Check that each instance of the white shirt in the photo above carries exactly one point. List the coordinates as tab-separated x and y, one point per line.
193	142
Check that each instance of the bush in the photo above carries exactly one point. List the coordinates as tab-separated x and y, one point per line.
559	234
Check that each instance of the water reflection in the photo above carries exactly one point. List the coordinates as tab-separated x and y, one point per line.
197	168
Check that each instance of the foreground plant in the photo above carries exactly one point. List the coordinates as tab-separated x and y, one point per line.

● ● ● ●

Write out each of the entries above word for word, keeping every one on its own line.

### Finished task
Check that each instance of the white shirt in the photo above carries exactly one point. List the coordinates as tab-separated x and y, one point per line.
193	142
Check that each instance of the bush in the photo above carries exactly one point. List the coordinates as tab-separated x and y, one point per line.
559	234
Check that each instance of the water reflection in the photo above carries exactly one point. List the coordinates as tab-separated x and y, one point per line.
197	168
Check that each instance of the foreground plant in the photo above carries exactly one point. List the coordinates as tab-separated x and y, one point per line.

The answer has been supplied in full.